EXCERPT PROVIDED:

►

Dense Selective State-Space Models

Updated 23 February 2026

Dense Selective State-Space Models are neural architectures that fuse dense, input-driven transitions with gating mechanisms to capture high-order token interactions.
They integrate shallow hidden states via lateral connections to preserve low-level features and enable superior performance in language modeling and formal sequence tasks.
Empirical benchmarks reveal these models achieve lower perplexity and error rates while using memory efficiently, outperforming traditional RNNs and Transformers.

Dense Selective State-Space Models (SD-SSM) are advanced neural sequence modeling architectures that generalize classical state-space models by introducing dense, input-dependent transition mechanisms and explicit pathways for fine-grained information flow. SD-SSMs combine the structured recurrence of SSMs with selective, content-driven gating and dense inter-layer connections to achieve superior expressivity and computational efficiency compared to both RNNs and Transformers, excelling in both language modeling and formal sequence emulation tasks.

1. Architectural Foundations and Variants

Dense Selective State-Space Models are characterized by two core innovations relative to standard SSMs: (i) dense, selective (input- and state-dependent) transitions within each recurrent block, and (ii) dense hidden state integration across different layers or over a dictionary of transition matrices.

At the block level, an SD-SSM replaces the time-invariant recurrence

$h_{t} = A\,h_{t-1} + B\,x_{t}$

with a recurrence where $A$ becomes an input-driven, content-selective operator: $h_{t} = A\,h_{t-1} + B\,x_{t} + \left(C\,h_{t-1}\right) \odot \left(D\,x_{t}\right)$ or, equivalently,

$h_t = \bar A(x_t) h_{t-1} + \bar B(x_t) x_t$

where $\bar A(x_t)$ and $\bar B(x_t)$ are dense functions of the current input. This architecture, encompassing both dense internal mixing and multiplicative gating, achieves nontrivial high-order token interactions, in contrast to classical SSMs, which are limited to fixed convolutional memory and linear updates (Cirone et al., 2024, Terzić et al., 2024).

When extended across depth, DenseSSMs (e.g., DenseMamba, DenseRetNet) insert explicit, gated lateral connections from shallow hidden states to deeper layers, enabling direct propagation of low-level features and mitigating state degradation. At each layer $\ell$ , shallow hidden states $h_t^{(\ell-k)}$ ( $k=1,\dots,m$ ) are linearly projected and adaptively gated, then fused additively into the deeper $h_t^{(\ell)}$ prior to output computation (He et al., 2024).

◄

REQUIREMENT 1:
Please answer these from the page on Dense Selective State-Space Models:
(a) On what date was the page updated?
(b) Which two kinds of models do the benchmarks show these models outperforming?
(c) Which two DenseSSMs are named as examples?

SUPPLIED ENTRIES:
►

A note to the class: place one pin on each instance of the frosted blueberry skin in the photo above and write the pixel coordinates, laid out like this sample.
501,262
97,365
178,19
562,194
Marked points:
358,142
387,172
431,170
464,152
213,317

◄

REQUIREMENT 2:
Rewrite all of the entries above, replacing "pin" with "marker" and changing nothing else.

WRITTEN RESPONSE 1:
(a) 23 February 2026
(b) Traditional RNNs and Transformers
(c) DenseMamba and DenseRetNet

WRITTEN RESPONSE 2:
A note to the class: place one marker on each instance of the frosted blueberry skin in the photo above and write the pixel coordinates, laid out like this sample.
501,262
97,365
178,19
562,194
Marked points:
358,142
387,172
431,170
464,152
213,317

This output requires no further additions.